• Task goal
Every line below that has the string "rough" adds one to the count. Give that count by itself.

• Provided entries
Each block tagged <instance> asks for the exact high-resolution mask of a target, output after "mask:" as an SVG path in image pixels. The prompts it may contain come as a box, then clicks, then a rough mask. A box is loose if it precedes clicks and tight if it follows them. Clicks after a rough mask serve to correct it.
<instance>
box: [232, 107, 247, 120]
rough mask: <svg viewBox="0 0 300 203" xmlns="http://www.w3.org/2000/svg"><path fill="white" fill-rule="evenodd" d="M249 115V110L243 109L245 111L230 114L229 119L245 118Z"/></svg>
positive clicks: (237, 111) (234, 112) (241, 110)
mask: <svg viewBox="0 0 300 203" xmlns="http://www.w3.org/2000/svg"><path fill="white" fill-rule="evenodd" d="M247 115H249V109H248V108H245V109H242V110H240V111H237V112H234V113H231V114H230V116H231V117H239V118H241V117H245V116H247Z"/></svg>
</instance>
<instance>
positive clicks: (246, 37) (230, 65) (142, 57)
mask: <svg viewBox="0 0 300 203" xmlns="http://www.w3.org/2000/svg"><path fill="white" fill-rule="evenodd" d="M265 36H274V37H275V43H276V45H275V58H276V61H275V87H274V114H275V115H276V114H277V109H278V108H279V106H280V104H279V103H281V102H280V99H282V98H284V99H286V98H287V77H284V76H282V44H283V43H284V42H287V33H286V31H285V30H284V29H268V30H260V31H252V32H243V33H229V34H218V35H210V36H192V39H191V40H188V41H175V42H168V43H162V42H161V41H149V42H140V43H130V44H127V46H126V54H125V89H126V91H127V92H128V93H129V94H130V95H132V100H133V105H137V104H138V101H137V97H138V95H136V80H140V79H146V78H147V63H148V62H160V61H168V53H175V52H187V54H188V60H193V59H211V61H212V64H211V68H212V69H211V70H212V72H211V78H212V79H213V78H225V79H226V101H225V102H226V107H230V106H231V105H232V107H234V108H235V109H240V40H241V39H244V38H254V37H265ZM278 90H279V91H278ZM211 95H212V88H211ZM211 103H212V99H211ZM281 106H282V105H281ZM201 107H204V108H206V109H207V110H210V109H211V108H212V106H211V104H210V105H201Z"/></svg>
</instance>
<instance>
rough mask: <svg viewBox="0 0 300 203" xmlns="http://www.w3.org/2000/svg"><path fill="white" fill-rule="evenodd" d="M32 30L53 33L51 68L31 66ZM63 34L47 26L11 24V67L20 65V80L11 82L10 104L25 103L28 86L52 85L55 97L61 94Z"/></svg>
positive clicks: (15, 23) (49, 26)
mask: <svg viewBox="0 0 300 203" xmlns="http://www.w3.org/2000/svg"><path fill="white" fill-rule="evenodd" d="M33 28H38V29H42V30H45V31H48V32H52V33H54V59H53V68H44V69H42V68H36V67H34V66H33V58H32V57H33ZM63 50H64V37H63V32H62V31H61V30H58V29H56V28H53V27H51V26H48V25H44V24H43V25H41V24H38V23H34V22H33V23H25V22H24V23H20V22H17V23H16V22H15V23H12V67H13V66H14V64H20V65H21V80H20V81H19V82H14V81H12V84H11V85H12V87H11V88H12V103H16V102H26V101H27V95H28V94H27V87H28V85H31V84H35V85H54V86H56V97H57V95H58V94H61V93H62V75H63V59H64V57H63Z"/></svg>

• Solution for this exercise
3